## WORK TASK:
Leaving out the images, please output every entry exactly as it appears.

## DATA:
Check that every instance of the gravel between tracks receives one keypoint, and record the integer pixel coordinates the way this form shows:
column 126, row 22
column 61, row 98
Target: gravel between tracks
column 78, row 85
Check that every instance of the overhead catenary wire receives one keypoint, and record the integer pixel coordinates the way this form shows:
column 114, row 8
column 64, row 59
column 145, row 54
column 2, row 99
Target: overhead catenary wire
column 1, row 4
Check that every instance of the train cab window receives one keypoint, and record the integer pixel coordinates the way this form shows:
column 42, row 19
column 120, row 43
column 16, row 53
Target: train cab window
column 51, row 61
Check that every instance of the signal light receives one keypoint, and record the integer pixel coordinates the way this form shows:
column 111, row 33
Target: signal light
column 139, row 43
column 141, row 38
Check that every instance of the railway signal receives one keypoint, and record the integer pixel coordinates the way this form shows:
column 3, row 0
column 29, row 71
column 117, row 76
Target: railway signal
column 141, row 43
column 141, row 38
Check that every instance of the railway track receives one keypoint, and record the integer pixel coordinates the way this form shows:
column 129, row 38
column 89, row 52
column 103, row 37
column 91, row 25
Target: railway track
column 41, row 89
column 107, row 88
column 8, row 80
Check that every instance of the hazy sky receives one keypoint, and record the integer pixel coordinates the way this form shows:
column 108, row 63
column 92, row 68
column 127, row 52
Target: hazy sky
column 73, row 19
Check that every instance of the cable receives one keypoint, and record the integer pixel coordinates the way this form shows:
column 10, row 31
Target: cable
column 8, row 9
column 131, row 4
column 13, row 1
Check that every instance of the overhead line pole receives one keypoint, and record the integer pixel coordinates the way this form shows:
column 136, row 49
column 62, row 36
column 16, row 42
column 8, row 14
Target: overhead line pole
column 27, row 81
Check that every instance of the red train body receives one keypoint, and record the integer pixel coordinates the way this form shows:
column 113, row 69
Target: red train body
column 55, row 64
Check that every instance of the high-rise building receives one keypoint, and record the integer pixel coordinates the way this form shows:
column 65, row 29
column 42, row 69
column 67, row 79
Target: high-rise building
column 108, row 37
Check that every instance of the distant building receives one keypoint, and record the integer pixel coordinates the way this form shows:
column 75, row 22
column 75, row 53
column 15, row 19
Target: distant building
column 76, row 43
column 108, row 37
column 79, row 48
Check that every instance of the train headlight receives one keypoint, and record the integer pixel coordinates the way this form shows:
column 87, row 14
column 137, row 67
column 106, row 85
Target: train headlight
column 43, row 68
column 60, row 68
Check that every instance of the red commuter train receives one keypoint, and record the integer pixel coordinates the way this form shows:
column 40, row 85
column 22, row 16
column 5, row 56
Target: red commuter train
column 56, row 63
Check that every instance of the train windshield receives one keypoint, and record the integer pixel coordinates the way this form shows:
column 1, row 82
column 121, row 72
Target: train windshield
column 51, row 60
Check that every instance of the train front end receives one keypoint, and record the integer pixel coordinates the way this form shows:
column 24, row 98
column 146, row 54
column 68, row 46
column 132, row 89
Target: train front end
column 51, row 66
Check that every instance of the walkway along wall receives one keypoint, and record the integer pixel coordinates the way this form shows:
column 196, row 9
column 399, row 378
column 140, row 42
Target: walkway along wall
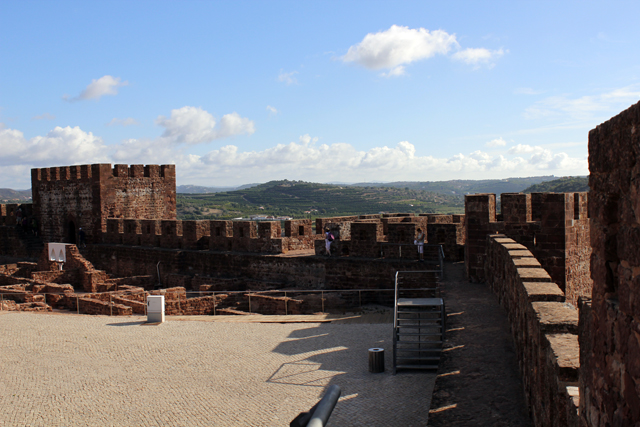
column 544, row 329
column 553, row 226
column 191, row 268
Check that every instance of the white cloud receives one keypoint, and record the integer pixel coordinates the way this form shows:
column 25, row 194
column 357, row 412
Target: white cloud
column 288, row 78
column 399, row 46
column 105, row 85
column 308, row 160
column 524, row 149
column 44, row 116
column 498, row 142
column 395, row 72
column 526, row 91
column 123, row 122
column 193, row 125
column 588, row 107
column 61, row 146
column 478, row 56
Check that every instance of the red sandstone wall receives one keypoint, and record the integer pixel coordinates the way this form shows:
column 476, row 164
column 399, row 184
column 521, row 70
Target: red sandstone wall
column 554, row 226
column 544, row 330
column 249, row 269
column 610, row 346
column 67, row 198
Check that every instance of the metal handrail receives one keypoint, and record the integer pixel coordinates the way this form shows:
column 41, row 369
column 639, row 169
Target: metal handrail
column 395, row 304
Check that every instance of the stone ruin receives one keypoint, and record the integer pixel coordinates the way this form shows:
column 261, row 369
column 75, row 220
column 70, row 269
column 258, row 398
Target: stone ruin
column 565, row 267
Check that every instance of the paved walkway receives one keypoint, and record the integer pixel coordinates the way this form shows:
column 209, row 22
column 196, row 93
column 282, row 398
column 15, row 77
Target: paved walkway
column 69, row 370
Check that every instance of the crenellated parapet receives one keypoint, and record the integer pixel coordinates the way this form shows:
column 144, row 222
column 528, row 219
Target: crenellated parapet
column 217, row 235
column 554, row 226
column 68, row 198
column 367, row 235
column 544, row 328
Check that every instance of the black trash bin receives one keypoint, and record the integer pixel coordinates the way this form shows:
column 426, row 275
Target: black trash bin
column 376, row 360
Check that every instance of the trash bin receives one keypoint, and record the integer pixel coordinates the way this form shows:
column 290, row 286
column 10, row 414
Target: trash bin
column 376, row 360
column 155, row 308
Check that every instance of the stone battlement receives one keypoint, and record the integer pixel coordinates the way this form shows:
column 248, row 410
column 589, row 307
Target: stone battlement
column 68, row 198
column 545, row 331
column 371, row 236
column 553, row 226
column 96, row 172
column 215, row 235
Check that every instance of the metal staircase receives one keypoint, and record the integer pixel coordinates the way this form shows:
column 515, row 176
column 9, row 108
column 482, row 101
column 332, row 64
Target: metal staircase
column 419, row 320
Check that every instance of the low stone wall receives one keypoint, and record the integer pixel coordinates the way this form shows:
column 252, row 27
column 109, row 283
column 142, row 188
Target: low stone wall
column 266, row 304
column 544, row 329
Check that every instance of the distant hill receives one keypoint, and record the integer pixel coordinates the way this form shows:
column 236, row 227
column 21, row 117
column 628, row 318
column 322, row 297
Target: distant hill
column 7, row 195
column 305, row 199
column 462, row 187
column 198, row 189
column 567, row 184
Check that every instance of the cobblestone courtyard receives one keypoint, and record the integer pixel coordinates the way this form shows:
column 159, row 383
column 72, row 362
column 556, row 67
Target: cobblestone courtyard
column 68, row 370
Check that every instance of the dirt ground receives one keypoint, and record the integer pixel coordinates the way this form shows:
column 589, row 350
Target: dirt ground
column 478, row 381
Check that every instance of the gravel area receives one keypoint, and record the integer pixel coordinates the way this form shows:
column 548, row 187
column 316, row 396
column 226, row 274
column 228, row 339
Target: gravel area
column 70, row 370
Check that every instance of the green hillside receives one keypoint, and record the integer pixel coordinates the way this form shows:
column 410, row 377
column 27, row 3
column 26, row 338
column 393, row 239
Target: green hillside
column 568, row 184
column 462, row 187
column 294, row 198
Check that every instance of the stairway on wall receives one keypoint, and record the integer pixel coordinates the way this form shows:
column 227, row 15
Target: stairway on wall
column 419, row 321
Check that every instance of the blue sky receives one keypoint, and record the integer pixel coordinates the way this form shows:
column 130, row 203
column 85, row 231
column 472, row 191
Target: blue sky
column 251, row 91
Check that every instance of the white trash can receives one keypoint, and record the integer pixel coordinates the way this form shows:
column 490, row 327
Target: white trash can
column 155, row 308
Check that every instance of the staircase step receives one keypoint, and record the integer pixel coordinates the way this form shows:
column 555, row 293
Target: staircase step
column 426, row 359
column 417, row 367
column 418, row 334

## OUTPUT FOR THIS EXERCISE:
Check that every instance of the gravel between tracks receives one keypoint, and record the integer pixel coordinates the way this form shows:
column 126, row 22
column 61, row 98
Target: gravel between tracks
column 78, row 85
Check that every instance of the overhead catenary wire receives one keypoint, and record the integer pixel coordinates the way this form shows:
column 114, row 8
column 64, row 59
column 145, row 54
column 2, row 99
Target: overhead catenary wire
column 1, row 4
Check that every instance of the train cab window receives one keypoint, and record the integer pixel coordinates the way this form shows:
column 42, row 19
column 120, row 43
column 16, row 53
Target: train cab window
column 51, row 61
Check that every instance of the signal light receives one keypoint, and record the integer pixel coordinates the way this form shows:
column 111, row 33
Target: signal light
column 139, row 43
column 141, row 38
Check that every instance of the railway signal receives one keypoint, and record the integer pixel coordinates the way this form shows:
column 3, row 0
column 29, row 71
column 117, row 76
Target: railway signal
column 141, row 43
column 141, row 38
Check that every instance of the railway track receives one keypoint, and record the integer pixel coordinates the way this form shows:
column 129, row 38
column 89, row 52
column 103, row 37
column 91, row 25
Target: railway track
column 41, row 89
column 107, row 88
column 8, row 80
Check that every instance of the hazy sky receives one keypoint, and record the integer pixel coordinates the way this form shows:
column 108, row 63
column 92, row 68
column 127, row 52
Target: hazy sky
column 73, row 19
Check that every instance of the cable receives one keypoint, and record the integer pixel coordinates the way this form shows:
column 10, row 31
Target: cable
column 8, row 9
column 131, row 4
column 13, row 1
Check that every instance of the overhead line pole receives one keypoint, and record the integer pixel coordinates the way this form shows:
column 136, row 49
column 62, row 36
column 16, row 42
column 8, row 14
Target: overhead line pole
column 27, row 81
Check that every instance of the red train body receives one keypoint, and record the integer pixel coordinates the way this form shows:
column 113, row 69
Target: red train body
column 55, row 64
Check that every instance of the high-rise building receives one keypoint, and record the integer pixel coordinates the way this form shows:
column 65, row 29
column 42, row 69
column 67, row 79
Target: high-rise building
column 108, row 37
Check that every instance of the distant building receives one keypoint, and record the integer pixel coordinates the way this form shows:
column 75, row 22
column 75, row 53
column 15, row 19
Target: distant building
column 76, row 43
column 108, row 37
column 79, row 48
Check that every instance of the train headlight receives one keypoint, and record the integer pixel coordinates the way this form shows:
column 87, row 14
column 137, row 67
column 106, row 85
Target: train headlight
column 43, row 68
column 60, row 68
Check that every instance of the red commuter train receives one keypoint, and record the integer pixel coordinates the way this form shows:
column 40, row 85
column 22, row 16
column 5, row 56
Target: red commuter train
column 56, row 63
Check that every instance of the train windshield receives one keypoint, and record the integer pixel coordinates the way this form shows:
column 1, row 82
column 121, row 72
Target: train windshield
column 51, row 60
Check that every instance of the train front end receives one keypoint, and record the integer pixel coordinates the way this form shows:
column 24, row 98
column 146, row 54
column 68, row 46
column 132, row 89
Target: train front end
column 51, row 66
Check that every instance of the walkway along wall receives one keypoint, and record the integer pixel coordinates the way this form shows:
column 196, row 9
column 399, row 378
column 140, row 42
Target: walkway along wall
column 544, row 329
column 553, row 226
column 191, row 268
Check that every instance of the white cloud receives one keypoint, and record the integer pixel coordinates the way this form shows:
column 25, row 194
column 357, row 412
Target: white cloud
column 288, row 78
column 399, row 46
column 105, row 85
column 308, row 160
column 524, row 149
column 44, row 116
column 498, row 142
column 395, row 72
column 526, row 91
column 123, row 122
column 193, row 125
column 588, row 107
column 61, row 146
column 478, row 56
Check that every instance of the red sandstone wall receives one keypoint, and record the integer pixel coordinates the way this form shows:
column 476, row 164
column 399, row 184
column 521, row 70
Target: red sandstone wall
column 554, row 226
column 544, row 330
column 249, row 269
column 610, row 346
column 67, row 198
Check that every instance of the metal handrail receives one keypoint, and record the integer pixel coordinates the way this form shows:
column 41, row 369
column 639, row 169
Target: metal handrail
column 395, row 304
Check that every instance of the stone ruin receives one keypoint, and record the integer pixel coordinates the way this form shows:
column 261, row 369
column 75, row 220
column 70, row 269
column 258, row 398
Target: stone ruin
column 565, row 267
Check that every instance of the paved walkway receives one keypoint, and record the integer pixel coordinates the way this form shows:
column 209, row 22
column 196, row 93
column 282, row 398
column 15, row 77
Target: paved walkway
column 69, row 370
Check that every instance of the crenellated parapet receives one keypoint, and record the integer pixel coordinates the way this form shows:
column 144, row 222
column 528, row 219
Target: crenellated parapet
column 217, row 235
column 554, row 226
column 68, row 198
column 367, row 235
column 544, row 328
Check that every instance of the black trash bin receives one keypoint, and record the integer pixel coordinates the way this form shows:
column 426, row 275
Target: black trash bin
column 376, row 360
Check that every instance of the trash bin receives one keypoint, and record the integer pixel coordinates the way this form shows:
column 290, row 286
column 10, row 414
Target: trash bin
column 376, row 360
column 155, row 308
Check that every instance of the stone battlement receives one keypoint, and record the integer pixel coordinates the way this form shows:
column 248, row 410
column 589, row 307
Target: stone battlement
column 68, row 198
column 545, row 331
column 371, row 236
column 553, row 226
column 96, row 172
column 215, row 235
Check that every instance of the metal staircase receives one keypoint, and record the integer pixel coordinates the way this form shows:
column 515, row 176
column 9, row 108
column 482, row 101
column 332, row 64
Target: metal staircase
column 419, row 320
Check that every instance of the low stone wall receives one keypoint, and record the integer pixel coordinates the way this form shows:
column 252, row 27
column 109, row 283
column 142, row 188
Target: low stone wall
column 266, row 304
column 544, row 329
Check that every instance of the distant hill receives one keypoint, and record the integer pixel coordinates the way this form shows:
column 236, row 227
column 21, row 117
column 628, row 318
column 322, row 297
Target: distant hill
column 7, row 195
column 305, row 199
column 462, row 187
column 198, row 189
column 567, row 184
Check that every instance of the cobblestone courtyard receives one keypoint, and record the integer pixel coordinates the way this form shows:
column 159, row 383
column 72, row 362
column 556, row 67
Target: cobblestone courtyard
column 68, row 370
Check that every instance of the dirt ground receives one keypoint, and record the integer pixel coordinates the way this form shows:
column 589, row 350
Target: dirt ground
column 478, row 381
Check that every instance of the gravel area receives one keypoint, and record the integer pixel coordinates the way this form shows:
column 548, row 187
column 316, row 396
column 226, row 274
column 228, row 339
Target: gravel area
column 70, row 370
Check that every instance of the green hillside receives one keypoint, and record the integer pixel coordinates the way this form shows:
column 410, row 377
column 27, row 3
column 26, row 338
column 393, row 239
Target: green hillside
column 568, row 184
column 462, row 187
column 294, row 198
Check that every instance of the stairway on wall receives one keypoint, and record the integer pixel coordinates the way this form shows:
column 227, row 15
Target: stairway on wall
column 419, row 321
Check that every instance of the blue sky receives one keypoint, and record the integer pixel coordinates the way this form shows:
column 130, row 203
column 85, row 231
column 472, row 191
Target: blue sky
column 251, row 91
Check that every instance of the white trash can receives one keypoint, and record the integer pixel coordinates the way this form shows:
column 490, row 327
Target: white trash can
column 155, row 308
Check that every instance of the staircase step receives one keypoint, and record the integer pixel coordinates the way this form shows:
column 555, row 293
Target: staircase step
column 426, row 359
column 417, row 367
column 418, row 334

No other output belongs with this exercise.